**INFORMATION SHOWN:**
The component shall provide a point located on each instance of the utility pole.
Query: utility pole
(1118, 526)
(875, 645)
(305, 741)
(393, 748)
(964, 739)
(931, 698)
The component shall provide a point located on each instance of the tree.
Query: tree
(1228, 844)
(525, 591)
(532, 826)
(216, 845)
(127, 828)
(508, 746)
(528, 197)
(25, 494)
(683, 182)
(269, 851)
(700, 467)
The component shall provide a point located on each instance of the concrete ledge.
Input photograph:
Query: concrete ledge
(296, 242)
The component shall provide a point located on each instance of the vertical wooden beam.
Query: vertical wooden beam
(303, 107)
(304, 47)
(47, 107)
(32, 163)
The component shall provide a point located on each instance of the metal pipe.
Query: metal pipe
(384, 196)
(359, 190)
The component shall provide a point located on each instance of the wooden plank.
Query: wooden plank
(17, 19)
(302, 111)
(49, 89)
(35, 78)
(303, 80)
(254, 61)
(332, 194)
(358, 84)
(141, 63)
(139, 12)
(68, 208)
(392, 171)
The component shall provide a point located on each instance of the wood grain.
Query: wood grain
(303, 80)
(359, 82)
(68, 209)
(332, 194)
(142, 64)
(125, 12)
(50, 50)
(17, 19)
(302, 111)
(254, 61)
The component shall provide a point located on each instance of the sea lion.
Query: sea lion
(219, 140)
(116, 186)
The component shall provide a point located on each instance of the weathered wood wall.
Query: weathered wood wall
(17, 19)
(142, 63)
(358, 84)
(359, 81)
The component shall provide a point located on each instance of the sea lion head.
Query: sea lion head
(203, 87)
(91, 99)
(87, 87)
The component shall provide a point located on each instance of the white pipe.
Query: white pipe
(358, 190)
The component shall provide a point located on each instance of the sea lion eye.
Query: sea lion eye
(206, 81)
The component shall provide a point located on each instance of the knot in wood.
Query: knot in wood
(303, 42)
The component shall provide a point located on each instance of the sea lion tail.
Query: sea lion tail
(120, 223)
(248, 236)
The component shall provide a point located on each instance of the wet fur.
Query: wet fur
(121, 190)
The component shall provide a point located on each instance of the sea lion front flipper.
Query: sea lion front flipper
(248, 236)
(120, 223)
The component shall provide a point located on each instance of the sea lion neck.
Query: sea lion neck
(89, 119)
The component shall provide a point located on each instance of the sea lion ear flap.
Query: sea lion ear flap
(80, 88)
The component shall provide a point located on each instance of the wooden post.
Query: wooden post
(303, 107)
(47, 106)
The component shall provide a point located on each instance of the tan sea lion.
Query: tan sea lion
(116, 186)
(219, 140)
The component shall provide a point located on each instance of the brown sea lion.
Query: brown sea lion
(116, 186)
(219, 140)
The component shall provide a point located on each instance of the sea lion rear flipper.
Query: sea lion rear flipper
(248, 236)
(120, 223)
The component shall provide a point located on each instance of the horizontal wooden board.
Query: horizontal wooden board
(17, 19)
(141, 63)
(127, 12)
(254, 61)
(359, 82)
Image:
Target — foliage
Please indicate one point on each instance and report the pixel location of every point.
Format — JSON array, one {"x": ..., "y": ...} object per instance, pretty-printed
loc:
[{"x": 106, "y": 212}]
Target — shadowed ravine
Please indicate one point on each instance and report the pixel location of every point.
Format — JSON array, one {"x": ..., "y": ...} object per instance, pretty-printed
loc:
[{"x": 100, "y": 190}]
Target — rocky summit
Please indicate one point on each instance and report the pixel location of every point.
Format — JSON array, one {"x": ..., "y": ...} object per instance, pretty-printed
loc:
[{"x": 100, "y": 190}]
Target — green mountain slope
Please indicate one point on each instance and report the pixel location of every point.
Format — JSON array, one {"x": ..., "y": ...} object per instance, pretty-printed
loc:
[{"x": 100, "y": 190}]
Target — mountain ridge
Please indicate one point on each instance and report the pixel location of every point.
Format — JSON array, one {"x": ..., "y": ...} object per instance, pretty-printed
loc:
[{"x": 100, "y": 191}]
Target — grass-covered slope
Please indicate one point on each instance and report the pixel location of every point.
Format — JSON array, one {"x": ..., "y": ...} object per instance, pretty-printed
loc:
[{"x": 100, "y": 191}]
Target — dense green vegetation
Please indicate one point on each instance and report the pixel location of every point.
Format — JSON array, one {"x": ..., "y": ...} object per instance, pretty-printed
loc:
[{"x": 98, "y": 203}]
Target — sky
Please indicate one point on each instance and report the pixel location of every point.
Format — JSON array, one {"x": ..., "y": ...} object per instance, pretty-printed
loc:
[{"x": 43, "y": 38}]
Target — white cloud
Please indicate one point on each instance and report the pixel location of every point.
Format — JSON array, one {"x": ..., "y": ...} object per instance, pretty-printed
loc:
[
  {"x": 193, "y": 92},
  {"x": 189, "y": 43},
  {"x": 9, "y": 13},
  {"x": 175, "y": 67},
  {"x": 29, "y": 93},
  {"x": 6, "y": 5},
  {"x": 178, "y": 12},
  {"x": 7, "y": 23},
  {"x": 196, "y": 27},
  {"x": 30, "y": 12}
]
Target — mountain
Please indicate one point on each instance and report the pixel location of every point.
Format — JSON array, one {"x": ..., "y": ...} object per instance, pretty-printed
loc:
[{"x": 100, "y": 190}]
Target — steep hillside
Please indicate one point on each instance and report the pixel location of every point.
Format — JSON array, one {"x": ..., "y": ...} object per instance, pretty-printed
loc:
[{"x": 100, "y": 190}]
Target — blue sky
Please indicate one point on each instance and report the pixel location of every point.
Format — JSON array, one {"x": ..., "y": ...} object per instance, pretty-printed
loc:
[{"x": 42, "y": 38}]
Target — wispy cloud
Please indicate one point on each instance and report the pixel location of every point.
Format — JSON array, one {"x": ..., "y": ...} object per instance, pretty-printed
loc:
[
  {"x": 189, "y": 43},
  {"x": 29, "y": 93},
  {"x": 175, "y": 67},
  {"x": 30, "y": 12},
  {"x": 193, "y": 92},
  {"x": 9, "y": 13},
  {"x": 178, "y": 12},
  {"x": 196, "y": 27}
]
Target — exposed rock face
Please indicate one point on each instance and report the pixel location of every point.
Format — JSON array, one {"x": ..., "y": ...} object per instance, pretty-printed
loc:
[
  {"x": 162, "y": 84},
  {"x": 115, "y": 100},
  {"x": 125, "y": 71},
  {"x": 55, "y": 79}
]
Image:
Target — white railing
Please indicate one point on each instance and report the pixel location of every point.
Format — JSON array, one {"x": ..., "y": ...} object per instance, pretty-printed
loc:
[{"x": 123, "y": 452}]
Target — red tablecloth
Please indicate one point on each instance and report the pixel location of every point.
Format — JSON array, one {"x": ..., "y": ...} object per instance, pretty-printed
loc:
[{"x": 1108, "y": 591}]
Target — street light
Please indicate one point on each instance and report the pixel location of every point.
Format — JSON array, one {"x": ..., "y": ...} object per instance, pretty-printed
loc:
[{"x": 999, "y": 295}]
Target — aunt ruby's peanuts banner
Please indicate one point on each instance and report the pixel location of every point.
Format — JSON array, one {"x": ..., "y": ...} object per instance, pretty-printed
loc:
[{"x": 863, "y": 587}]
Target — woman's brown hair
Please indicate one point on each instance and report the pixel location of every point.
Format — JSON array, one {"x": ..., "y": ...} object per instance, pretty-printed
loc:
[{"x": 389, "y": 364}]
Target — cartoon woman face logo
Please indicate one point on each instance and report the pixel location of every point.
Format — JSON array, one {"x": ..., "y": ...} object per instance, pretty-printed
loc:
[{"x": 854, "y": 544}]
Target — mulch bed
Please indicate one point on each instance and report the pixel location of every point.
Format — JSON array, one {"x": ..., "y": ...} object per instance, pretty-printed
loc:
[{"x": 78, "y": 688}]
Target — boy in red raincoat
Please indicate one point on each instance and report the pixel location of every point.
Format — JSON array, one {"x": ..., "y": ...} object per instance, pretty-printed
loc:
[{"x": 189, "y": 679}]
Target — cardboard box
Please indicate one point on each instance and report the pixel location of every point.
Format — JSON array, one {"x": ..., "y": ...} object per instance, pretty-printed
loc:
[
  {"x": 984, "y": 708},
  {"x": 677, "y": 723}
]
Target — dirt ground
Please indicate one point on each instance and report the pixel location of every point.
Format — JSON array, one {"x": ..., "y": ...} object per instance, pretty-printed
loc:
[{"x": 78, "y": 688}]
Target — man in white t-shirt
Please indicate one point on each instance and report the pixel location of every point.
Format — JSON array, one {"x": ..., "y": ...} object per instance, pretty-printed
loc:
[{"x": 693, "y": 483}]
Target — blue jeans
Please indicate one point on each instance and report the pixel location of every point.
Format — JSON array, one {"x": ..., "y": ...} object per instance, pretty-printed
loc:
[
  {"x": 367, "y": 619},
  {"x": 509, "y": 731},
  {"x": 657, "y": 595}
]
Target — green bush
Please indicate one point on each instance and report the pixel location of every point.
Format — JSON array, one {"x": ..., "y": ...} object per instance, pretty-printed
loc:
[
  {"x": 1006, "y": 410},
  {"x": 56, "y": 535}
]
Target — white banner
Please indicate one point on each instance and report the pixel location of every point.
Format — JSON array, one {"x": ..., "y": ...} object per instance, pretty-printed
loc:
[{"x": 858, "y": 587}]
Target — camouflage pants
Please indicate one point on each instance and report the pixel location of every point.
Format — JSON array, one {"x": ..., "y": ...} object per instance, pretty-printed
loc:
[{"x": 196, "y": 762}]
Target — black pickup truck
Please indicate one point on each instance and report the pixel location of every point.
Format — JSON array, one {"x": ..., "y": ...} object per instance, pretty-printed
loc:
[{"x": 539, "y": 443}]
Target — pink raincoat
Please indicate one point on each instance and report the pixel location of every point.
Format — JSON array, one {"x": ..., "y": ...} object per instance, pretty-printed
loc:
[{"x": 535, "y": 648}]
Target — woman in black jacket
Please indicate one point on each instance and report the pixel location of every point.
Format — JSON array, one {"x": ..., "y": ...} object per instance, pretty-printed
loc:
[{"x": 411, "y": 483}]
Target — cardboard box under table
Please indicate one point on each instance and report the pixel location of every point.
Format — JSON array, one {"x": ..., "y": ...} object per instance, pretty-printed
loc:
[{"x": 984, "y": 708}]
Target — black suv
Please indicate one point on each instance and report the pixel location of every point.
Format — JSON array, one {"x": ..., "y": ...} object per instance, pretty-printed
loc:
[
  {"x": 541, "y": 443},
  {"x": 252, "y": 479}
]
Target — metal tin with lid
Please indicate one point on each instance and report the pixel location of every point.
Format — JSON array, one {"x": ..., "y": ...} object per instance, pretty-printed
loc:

**EXERCISE AIM:** Rescale everything from the line containing "Target — black suv" down to the end of the data, both ends included, rewriting every line and not only the answers. In the answers, multiply each x and y coordinate by 0.45 and round to a whole number, with halves rounded up.

**TASK ANSWER:**
Target — black suv
Please indicate one point on each instance and report the pixel location of every point.
Format — JSON array, one {"x": ..., "y": ...} object per instance, pretty-printed
loc:
[
  {"x": 243, "y": 199},
  {"x": 113, "y": 216}
]
Target — metal tin with lid
Please indicate one point on each instance and report the pixel location of every point.
Format — JSON array, one {"x": ..., "y": ...} object per instance, pretty-printed
loc:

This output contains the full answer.